Lines of data:
<<<<

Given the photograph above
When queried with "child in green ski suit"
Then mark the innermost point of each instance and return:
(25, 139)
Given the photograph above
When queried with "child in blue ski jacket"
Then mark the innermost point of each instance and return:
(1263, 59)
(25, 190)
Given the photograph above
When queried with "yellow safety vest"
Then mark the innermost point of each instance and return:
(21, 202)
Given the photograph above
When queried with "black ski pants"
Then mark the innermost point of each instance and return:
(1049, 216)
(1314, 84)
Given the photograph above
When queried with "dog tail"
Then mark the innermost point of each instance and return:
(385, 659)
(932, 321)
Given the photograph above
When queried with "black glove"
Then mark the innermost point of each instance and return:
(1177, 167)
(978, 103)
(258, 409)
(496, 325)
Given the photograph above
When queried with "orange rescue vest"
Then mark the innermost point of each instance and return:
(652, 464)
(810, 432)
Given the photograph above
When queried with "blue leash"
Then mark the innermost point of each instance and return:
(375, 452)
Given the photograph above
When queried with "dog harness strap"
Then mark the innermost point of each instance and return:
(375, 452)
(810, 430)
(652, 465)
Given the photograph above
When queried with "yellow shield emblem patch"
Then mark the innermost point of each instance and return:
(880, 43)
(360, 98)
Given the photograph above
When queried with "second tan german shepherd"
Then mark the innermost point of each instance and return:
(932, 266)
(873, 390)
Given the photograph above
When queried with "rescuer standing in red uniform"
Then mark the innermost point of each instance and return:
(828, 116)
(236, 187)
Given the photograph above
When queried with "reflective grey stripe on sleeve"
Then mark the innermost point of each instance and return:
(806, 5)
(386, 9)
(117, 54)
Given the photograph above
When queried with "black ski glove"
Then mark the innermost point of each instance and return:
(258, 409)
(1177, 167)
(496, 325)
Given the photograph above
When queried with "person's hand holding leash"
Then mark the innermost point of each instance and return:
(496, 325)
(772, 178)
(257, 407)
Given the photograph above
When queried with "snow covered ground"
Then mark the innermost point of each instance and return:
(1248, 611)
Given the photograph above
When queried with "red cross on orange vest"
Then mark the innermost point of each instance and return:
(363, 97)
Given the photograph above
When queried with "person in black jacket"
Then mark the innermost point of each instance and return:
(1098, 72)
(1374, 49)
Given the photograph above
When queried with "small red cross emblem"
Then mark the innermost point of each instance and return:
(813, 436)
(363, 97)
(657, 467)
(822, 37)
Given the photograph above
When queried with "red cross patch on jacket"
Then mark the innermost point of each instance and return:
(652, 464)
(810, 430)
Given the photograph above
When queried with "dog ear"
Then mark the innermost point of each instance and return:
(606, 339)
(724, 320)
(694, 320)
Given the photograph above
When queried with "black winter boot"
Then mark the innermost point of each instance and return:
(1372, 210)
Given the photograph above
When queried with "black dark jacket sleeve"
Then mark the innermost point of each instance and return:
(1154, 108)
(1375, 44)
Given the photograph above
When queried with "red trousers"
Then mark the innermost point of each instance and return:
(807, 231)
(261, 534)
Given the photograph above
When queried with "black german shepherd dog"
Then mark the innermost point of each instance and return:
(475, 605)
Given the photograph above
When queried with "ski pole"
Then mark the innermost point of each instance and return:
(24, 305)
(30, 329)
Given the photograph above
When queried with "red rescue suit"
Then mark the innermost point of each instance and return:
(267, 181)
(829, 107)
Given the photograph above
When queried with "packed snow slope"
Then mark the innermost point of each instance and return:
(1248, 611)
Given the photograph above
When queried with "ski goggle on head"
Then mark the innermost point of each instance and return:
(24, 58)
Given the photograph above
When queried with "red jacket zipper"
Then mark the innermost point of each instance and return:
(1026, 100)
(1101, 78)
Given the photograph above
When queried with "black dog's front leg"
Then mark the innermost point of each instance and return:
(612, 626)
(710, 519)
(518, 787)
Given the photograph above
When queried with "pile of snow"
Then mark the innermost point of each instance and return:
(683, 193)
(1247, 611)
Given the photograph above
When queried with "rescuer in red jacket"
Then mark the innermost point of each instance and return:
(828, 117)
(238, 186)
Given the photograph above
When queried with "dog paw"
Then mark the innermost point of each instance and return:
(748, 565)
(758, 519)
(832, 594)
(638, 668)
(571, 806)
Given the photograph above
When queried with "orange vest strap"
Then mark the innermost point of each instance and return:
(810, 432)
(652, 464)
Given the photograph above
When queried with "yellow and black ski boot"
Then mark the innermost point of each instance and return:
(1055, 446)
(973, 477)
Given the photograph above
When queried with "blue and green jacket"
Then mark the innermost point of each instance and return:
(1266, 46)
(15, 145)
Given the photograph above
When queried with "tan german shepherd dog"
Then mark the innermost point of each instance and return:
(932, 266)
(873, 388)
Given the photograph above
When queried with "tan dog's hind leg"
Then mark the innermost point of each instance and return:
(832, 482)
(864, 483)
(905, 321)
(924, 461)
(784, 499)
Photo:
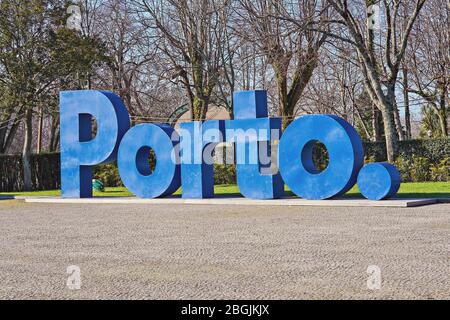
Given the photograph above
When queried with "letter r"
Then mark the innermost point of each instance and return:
(79, 150)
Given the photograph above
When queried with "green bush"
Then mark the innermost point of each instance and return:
(108, 174)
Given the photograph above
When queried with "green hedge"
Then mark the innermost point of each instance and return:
(419, 160)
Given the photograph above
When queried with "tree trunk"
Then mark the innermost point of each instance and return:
(398, 122)
(26, 153)
(443, 121)
(376, 137)
(390, 134)
(443, 111)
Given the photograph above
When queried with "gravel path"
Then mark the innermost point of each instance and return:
(207, 252)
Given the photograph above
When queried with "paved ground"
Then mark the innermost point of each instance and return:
(202, 252)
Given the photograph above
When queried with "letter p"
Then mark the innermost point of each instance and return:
(79, 149)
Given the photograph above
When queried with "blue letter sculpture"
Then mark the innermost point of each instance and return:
(345, 150)
(79, 151)
(250, 128)
(133, 160)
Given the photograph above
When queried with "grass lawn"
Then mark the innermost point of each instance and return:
(407, 190)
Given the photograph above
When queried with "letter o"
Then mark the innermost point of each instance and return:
(133, 163)
(345, 150)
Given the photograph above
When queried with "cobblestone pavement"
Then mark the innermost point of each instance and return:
(232, 252)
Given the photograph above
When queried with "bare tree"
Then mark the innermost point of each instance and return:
(191, 37)
(429, 61)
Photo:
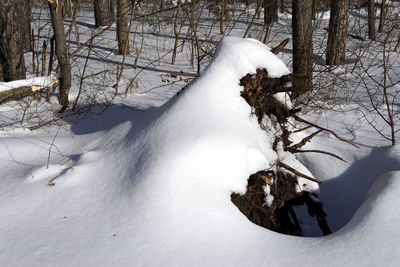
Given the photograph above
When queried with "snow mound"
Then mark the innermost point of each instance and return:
(155, 189)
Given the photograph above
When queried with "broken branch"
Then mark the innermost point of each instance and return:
(287, 167)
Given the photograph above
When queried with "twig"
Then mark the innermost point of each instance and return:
(322, 152)
(287, 167)
(297, 118)
(279, 47)
(303, 141)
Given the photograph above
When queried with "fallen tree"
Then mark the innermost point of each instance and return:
(22, 88)
(273, 194)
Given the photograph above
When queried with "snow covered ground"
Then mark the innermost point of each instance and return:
(149, 184)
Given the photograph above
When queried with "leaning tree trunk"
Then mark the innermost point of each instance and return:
(336, 49)
(103, 12)
(371, 20)
(26, 26)
(302, 45)
(12, 39)
(61, 52)
(270, 11)
(122, 26)
(382, 16)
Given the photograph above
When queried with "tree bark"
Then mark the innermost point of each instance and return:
(336, 49)
(122, 26)
(302, 45)
(103, 12)
(61, 52)
(371, 20)
(12, 39)
(382, 16)
(270, 11)
(26, 26)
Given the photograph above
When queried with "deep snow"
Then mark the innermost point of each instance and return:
(152, 188)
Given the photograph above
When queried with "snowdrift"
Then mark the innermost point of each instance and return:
(157, 192)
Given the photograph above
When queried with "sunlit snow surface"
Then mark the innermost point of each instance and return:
(152, 188)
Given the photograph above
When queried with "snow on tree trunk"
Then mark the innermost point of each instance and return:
(336, 49)
(302, 44)
(12, 39)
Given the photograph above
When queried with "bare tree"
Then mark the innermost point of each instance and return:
(61, 52)
(302, 45)
(103, 12)
(382, 16)
(336, 49)
(12, 39)
(122, 26)
(270, 11)
(371, 20)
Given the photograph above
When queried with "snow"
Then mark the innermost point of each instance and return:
(41, 82)
(152, 187)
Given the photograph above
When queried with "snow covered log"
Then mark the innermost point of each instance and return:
(272, 194)
(21, 88)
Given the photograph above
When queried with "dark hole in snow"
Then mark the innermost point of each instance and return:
(271, 199)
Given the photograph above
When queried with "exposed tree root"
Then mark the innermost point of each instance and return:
(272, 194)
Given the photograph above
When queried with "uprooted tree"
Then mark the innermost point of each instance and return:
(273, 193)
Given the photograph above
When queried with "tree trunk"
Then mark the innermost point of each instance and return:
(382, 17)
(12, 39)
(336, 49)
(371, 20)
(103, 12)
(270, 11)
(26, 26)
(302, 45)
(122, 26)
(61, 52)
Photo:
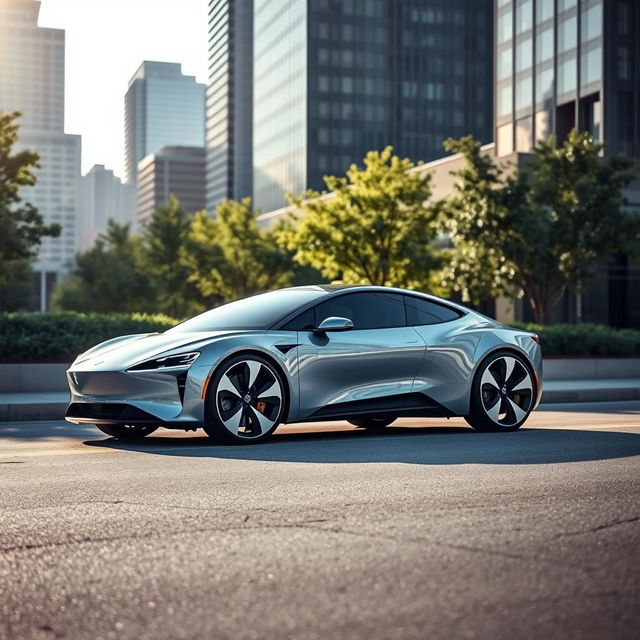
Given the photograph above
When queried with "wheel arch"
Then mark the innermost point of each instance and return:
(265, 355)
(501, 349)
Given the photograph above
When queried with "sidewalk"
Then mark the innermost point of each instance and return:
(52, 405)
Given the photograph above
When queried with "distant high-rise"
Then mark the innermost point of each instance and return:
(334, 79)
(32, 81)
(229, 101)
(162, 107)
(551, 58)
(103, 197)
(177, 171)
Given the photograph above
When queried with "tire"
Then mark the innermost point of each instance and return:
(126, 431)
(372, 423)
(245, 401)
(502, 394)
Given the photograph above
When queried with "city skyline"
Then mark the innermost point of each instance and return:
(97, 72)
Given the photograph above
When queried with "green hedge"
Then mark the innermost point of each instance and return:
(585, 339)
(59, 337)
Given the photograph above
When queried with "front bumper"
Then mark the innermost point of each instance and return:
(150, 398)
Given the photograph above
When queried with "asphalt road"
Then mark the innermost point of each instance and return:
(426, 531)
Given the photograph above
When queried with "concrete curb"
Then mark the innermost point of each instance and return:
(48, 410)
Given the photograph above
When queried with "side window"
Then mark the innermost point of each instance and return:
(302, 322)
(421, 311)
(373, 310)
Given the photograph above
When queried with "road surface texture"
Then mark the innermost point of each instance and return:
(426, 531)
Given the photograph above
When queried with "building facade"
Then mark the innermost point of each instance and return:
(163, 107)
(551, 57)
(337, 78)
(178, 171)
(103, 197)
(562, 64)
(229, 101)
(32, 80)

>>>>

WHAT YOU SHOULD DO:
Please count how many lines in the items above contain the word "road", and reply with only that number.

SOLUTION TO THIS PROBLEM:
2